Vince Gilligan —creador de Breaking Bad y Better Call Saul— ha vuelto con Pluribus, quizá su obra más sutilmente inquietante. Tras años explorando la corrosión del alma a través de villanos morales y antihéroes, Gilligan decide ahora estudiar un enemigo distinto: un sistema perfectamente bienintencionado que, en nombre de la armonía, devora la libertad individual. No lo hace con violencia, sino con una sonrisa. No amenaza: "protege". No obliga: "ayuda".
La protagonista es Carol Sturka, interpretada por Rhea Seehorn, la extraordinaria Kim Wexler de Better Call Saul, convertida ahora en una escritora de libros comerciales de escaso valor literario pero mucho tirón entre las mujeres de edad media. Al regresar de una firma de libros, y tras un misterioso evento global, encontramos que casi toda la humanidad ha quedado integrada en una especie de mente colectiva, comportándose como un único organismo que aparentemente tiene una conciencia unificada. Todos conectados. Menos ella.

[Datos]
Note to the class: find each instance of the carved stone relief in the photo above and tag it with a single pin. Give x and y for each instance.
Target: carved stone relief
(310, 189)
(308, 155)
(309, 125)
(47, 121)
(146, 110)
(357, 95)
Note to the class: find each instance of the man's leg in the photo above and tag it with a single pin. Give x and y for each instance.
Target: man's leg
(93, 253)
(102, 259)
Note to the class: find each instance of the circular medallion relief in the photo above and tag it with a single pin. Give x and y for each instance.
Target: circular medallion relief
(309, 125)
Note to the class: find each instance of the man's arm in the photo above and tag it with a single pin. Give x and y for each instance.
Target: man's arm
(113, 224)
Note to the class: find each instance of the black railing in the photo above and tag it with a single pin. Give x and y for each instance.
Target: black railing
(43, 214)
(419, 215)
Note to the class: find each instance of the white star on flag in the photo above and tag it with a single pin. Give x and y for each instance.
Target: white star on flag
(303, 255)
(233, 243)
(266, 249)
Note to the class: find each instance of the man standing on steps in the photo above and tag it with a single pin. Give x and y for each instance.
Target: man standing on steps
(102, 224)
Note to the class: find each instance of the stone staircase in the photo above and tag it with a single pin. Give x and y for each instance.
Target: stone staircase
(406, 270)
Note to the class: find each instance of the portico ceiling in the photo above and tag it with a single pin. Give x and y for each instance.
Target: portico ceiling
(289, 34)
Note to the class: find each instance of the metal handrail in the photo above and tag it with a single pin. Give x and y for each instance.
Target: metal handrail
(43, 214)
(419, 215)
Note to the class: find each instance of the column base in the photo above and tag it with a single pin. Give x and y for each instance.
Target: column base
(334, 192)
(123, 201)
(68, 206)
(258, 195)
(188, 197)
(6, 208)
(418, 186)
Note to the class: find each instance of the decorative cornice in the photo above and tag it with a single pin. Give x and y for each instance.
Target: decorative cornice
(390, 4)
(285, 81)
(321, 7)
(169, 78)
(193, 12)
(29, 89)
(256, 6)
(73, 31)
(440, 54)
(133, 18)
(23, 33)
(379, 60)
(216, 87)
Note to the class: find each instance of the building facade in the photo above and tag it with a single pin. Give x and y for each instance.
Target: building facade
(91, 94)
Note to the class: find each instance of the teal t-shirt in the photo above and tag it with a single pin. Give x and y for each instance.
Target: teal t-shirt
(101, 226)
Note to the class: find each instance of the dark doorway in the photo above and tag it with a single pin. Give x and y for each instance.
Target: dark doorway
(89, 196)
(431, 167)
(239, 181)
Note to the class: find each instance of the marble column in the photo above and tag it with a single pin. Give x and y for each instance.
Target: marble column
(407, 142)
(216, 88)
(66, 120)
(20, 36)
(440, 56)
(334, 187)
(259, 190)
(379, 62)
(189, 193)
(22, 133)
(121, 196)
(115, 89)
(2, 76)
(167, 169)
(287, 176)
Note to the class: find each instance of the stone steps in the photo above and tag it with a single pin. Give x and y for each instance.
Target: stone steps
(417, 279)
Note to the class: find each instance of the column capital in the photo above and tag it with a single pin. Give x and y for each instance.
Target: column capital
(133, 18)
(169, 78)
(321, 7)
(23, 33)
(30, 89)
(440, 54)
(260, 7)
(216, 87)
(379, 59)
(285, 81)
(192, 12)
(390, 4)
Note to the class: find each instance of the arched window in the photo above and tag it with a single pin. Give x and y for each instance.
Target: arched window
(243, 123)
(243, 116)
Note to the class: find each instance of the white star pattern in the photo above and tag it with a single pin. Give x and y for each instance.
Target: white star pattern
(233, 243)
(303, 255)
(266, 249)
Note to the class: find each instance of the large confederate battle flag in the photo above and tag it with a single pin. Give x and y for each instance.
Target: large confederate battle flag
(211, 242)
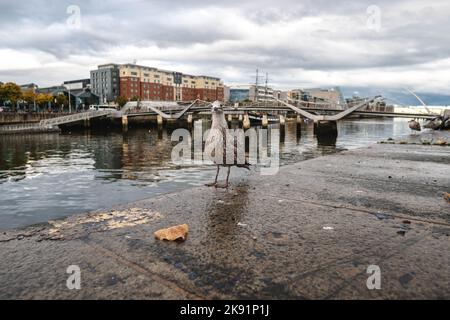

◆ Tareas del ejercicio
1: Enumera sin repetir los títulos de series que se mencionan en el fragmento.
2: Extrae literalmente del fragmento el pasaje que empieza en "La protagonista es" y termina en "conectados. Menos ella.".
El material no guarda relación con el fragmento.

◆ Respuestas por tarea
1: Breaking Bad, Better Call Saul, Pluribus

2:
La protagonista es Carol Sturka, interpretada por Rhea Seehorn, la extraordinaria Kim Wexler de Better Call Saul, convertida ahora en una escritora de libros comerciales de escaso valor literario pero mucho tirón entre las mujeres de edad media. Al regresar de una firma de libros, y tras un misterioso evento global, encontramos que casi toda la humanidad ha quedado integrada en una especie de mente colectiva, comportándose como un único organismo que aparentemente tiene una conciencia unificada. Todos conectados. Menos ella.